▶ **PROMPT**
Retype the following lines verbatim, starting at the line that contains "Each instance of the blurred" and ending at the line that contains "60 242 L 152".

# # # # # # #

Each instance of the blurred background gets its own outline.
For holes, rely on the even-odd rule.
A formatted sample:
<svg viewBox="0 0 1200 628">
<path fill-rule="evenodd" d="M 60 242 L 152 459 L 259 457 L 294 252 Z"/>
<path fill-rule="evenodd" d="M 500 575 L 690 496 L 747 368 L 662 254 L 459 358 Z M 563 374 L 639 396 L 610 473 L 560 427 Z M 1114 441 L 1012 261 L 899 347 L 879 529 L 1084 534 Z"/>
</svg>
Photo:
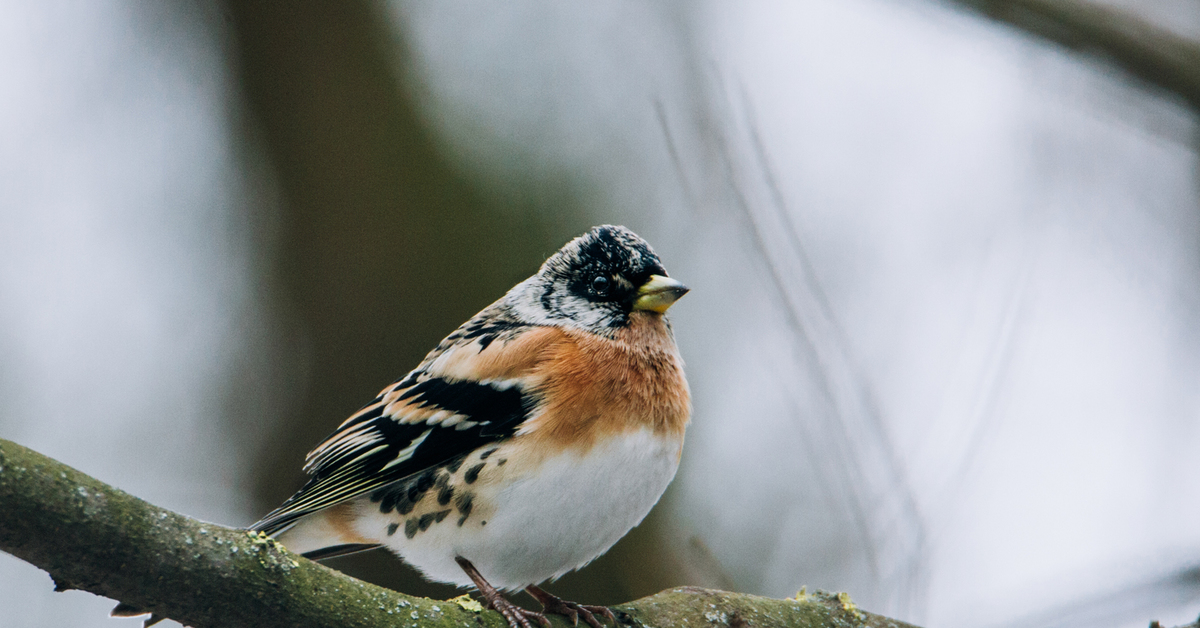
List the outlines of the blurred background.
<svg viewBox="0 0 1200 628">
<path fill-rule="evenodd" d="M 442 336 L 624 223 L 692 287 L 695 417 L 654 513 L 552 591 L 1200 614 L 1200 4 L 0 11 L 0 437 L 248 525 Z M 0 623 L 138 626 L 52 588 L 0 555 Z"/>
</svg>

# # # # # # #

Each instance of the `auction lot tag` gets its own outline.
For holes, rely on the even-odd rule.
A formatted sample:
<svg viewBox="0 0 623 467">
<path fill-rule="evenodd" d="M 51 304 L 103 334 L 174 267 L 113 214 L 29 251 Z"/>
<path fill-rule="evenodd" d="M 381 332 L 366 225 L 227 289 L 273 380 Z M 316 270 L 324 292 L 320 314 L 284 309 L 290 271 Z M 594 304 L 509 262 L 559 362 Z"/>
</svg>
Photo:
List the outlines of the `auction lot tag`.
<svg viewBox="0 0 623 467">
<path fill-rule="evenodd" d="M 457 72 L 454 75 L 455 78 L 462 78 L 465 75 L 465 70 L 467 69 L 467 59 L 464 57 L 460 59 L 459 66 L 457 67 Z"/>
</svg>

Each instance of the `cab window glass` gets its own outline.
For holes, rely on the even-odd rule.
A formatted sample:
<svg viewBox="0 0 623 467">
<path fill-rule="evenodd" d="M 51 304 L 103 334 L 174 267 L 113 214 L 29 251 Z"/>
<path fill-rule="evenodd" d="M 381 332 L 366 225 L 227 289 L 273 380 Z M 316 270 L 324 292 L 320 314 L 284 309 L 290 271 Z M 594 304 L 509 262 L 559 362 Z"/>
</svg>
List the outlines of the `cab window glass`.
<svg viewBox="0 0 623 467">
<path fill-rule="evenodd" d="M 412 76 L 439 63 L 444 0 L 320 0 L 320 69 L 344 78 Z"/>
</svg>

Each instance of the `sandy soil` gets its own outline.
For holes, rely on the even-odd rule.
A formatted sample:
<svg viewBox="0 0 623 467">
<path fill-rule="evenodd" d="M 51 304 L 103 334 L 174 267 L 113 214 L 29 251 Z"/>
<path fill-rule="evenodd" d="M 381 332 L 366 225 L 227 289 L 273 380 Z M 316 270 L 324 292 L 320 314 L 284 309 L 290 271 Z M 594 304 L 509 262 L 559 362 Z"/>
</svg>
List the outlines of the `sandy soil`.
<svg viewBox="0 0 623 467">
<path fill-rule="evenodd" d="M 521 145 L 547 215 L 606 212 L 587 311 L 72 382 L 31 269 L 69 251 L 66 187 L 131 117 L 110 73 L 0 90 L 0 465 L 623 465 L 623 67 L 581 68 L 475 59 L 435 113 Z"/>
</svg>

# # # # # # #

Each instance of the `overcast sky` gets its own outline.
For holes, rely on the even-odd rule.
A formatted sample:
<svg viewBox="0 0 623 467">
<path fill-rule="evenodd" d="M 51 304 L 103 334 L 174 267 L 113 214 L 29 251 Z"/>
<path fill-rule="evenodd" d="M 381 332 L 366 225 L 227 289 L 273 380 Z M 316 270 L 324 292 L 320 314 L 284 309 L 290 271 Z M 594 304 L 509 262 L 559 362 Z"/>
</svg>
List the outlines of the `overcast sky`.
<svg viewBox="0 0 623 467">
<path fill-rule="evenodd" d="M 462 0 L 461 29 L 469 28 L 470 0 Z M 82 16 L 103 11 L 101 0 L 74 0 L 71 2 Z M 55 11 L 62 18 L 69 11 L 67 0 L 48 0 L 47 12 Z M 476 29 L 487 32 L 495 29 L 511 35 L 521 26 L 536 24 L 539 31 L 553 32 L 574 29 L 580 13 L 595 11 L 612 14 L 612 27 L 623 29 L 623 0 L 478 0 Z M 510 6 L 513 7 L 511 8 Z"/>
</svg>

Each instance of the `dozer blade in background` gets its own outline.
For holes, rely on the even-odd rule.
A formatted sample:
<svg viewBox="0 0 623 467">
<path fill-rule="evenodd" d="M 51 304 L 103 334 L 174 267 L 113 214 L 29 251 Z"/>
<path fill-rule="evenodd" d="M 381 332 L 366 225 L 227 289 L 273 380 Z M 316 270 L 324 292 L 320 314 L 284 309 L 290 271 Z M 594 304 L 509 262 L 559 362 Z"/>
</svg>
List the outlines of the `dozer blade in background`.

# # # # # # #

▶ **CORRECT ANSWER**
Each instance of the blurred background gets its own outline.
For holes, rely on the even-odd rule.
A formatted sample:
<svg viewBox="0 0 1200 628">
<path fill-rule="evenodd" d="M 60 242 L 152 459 L 259 457 L 294 252 Z"/>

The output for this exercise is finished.